→ About this exercise
Go through the data below and report how many lines contain "thumb"; the reply holds only that number.

Records from a data source:
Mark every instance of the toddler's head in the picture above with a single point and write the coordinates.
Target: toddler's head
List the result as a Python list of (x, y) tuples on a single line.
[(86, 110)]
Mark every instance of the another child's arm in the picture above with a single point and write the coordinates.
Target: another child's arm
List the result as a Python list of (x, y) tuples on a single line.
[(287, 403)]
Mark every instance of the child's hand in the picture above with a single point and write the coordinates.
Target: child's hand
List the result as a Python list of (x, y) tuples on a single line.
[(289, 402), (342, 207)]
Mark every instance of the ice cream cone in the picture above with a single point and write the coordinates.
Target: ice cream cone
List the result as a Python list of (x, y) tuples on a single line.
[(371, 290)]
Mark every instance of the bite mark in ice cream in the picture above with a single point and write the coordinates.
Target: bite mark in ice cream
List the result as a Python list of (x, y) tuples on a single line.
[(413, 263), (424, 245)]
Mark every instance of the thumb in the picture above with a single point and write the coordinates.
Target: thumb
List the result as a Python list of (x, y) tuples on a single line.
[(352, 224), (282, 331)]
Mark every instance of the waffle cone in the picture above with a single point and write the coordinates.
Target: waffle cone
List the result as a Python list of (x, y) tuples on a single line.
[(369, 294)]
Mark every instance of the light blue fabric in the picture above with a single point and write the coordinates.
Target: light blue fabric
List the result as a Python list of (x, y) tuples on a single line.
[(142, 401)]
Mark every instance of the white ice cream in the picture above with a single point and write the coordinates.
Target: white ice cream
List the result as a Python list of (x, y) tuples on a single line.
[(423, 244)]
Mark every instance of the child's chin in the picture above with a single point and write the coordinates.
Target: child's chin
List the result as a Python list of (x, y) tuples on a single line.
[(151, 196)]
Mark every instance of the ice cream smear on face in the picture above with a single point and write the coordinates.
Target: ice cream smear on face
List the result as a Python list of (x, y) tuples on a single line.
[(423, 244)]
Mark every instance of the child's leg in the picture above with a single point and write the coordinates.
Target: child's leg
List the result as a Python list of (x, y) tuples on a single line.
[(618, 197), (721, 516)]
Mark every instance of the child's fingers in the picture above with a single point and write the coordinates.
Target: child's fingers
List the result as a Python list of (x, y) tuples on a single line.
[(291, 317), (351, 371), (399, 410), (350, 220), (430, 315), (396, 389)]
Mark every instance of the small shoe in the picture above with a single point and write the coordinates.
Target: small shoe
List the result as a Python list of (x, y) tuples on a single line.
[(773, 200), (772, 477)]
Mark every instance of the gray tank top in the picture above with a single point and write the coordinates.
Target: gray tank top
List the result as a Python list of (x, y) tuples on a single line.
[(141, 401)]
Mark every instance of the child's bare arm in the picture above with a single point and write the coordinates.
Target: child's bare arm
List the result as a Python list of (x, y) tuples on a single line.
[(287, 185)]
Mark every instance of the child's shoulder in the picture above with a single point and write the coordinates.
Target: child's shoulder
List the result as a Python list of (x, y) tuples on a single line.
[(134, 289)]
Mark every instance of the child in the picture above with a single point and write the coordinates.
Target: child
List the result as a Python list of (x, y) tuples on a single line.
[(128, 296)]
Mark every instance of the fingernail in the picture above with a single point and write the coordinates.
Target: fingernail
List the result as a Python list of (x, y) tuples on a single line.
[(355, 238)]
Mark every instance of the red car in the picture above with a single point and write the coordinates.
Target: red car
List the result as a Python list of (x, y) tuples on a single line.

→ Problem solution
2